• **Action item**
Retype each record exactly.
--- --- ---
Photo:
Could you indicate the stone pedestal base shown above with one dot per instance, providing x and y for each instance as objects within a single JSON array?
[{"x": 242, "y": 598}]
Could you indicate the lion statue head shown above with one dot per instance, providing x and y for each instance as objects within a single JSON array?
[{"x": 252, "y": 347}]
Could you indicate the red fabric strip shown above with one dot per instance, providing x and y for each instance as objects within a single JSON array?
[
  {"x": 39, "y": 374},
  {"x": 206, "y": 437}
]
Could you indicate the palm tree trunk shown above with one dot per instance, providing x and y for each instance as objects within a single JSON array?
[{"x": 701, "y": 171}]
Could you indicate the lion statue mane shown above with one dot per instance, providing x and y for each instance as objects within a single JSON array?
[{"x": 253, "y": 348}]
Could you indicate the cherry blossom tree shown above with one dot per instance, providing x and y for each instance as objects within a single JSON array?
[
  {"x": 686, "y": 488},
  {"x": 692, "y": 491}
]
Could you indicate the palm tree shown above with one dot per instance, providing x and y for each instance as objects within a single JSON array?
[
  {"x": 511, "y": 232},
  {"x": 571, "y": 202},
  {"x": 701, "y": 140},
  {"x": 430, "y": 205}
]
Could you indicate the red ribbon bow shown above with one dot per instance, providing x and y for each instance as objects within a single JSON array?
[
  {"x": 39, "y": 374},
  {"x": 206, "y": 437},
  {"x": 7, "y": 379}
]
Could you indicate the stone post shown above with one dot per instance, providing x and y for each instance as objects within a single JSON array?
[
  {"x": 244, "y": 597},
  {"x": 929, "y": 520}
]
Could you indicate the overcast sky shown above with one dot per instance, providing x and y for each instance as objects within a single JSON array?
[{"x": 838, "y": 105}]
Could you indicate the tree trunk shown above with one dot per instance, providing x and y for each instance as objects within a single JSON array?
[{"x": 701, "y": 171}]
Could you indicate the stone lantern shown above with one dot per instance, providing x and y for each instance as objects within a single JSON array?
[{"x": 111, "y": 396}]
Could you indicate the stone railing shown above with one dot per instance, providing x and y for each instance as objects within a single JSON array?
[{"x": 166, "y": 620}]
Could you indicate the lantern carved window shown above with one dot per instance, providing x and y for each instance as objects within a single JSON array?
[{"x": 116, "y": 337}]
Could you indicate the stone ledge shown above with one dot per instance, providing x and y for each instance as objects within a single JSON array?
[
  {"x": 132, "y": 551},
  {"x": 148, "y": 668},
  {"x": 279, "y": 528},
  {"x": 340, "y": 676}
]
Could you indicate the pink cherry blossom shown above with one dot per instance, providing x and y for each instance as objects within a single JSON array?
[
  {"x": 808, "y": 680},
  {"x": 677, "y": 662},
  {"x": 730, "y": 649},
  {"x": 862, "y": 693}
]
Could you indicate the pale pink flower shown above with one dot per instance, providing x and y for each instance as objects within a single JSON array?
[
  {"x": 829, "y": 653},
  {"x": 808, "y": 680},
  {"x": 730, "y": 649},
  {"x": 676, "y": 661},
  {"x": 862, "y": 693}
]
--- --- ---
• **Answer**
Photo:
Could you indicate the stone pedestal base shown above with one dot per instance, providing x and y for each instance as objects within a single JSON array?
[{"x": 242, "y": 598}]
Could you indicate the lion statue head shown above with one dot per instance, providing x and y for each instance as objects within a single JSON array?
[{"x": 252, "y": 347}]
Could you indicate the red fabric strip shown above with one dot per instance, providing x and y for each instance as objects within a single JSON array?
[
  {"x": 39, "y": 374},
  {"x": 206, "y": 437}
]
Could you indicate the palm tree trunk shown above with one dot per instance, providing x and y for each instance as objects within a single JSON array?
[{"x": 701, "y": 171}]
Could you indicate the lion statue mane shown above with one dot per instance, providing x and y for each instance as objects within a single JSON array?
[{"x": 253, "y": 348}]
Could you indicate the cherry blossom tree shown above with one dot per instance, providing x and y for each instance as objects within a single JSON array?
[
  {"x": 686, "y": 488},
  {"x": 692, "y": 491}
]
Could you indicate the palm tree shown above with one dot per instance, providing x and y for each instance as objects within a single JSON array?
[
  {"x": 511, "y": 232},
  {"x": 571, "y": 202},
  {"x": 701, "y": 140},
  {"x": 430, "y": 205}
]
Could you indicate the red ribbon bow shown above with one dot per instance, providing x and y for each instance as objects within a single JSON array?
[
  {"x": 39, "y": 374},
  {"x": 206, "y": 437},
  {"x": 7, "y": 379}
]
Could you indicate the stone post shown above with one dot per instance, providing x and y for each instance as objects within a single JSON array?
[
  {"x": 244, "y": 597},
  {"x": 929, "y": 520}
]
Could you indicate the overcast sky shown above with one dot per instance, providing x and y for each instance as objects within a single JSON array?
[{"x": 838, "y": 105}]
Could you indicate the tree trunk shown above with one dot per instance, providing x and y for each instance as objects within a single JSON array?
[{"x": 701, "y": 171}]
Could you indicate the stone lantern shown above with one dot per instance, providing x and y for each instance as objects within a single JSON array?
[{"x": 111, "y": 396}]
Could you indicate the stone railing shown above with one dot per instance, providing x and y for each instance as objects within a single JSON array?
[{"x": 166, "y": 620}]
Could you indicate the lantern carved window shown above with one dot per instance, providing x and y for each instance as objects within a single JSON array?
[{"x": 116, "y": 337}]
Could you indicate the stone ledge shown above with one dot per instance, providing x and y for each instance as objects within a single JSON array?
[
  {"x": 132, "y": 551},
  {"x": 148, "y": 668},
  {"x": 279, "y": 528},
  {"x": 340, "y": 676}
]
Could you indicate the pink cherry blossom shown above with one dot per instance, providing x and y for each instance as objects within a single JSON array?
[
  {"x": 808, "y": 680},
  {"x": 677, "y": 662},
  {"x": 730, "y": 649},
  {"x": 862, "y": 693}
]
Could you indicate the pale pink flower shown above with one dot per instance, providing x and y for each instance as objects within a single JSON array?
[
  {"x": 829, "y": 653},
  {"x": 808, "y": 680},
  {"x": 730, "y": 649},
  {"x": 676, "y": 661},
  {"x": 862, "y": 693}
]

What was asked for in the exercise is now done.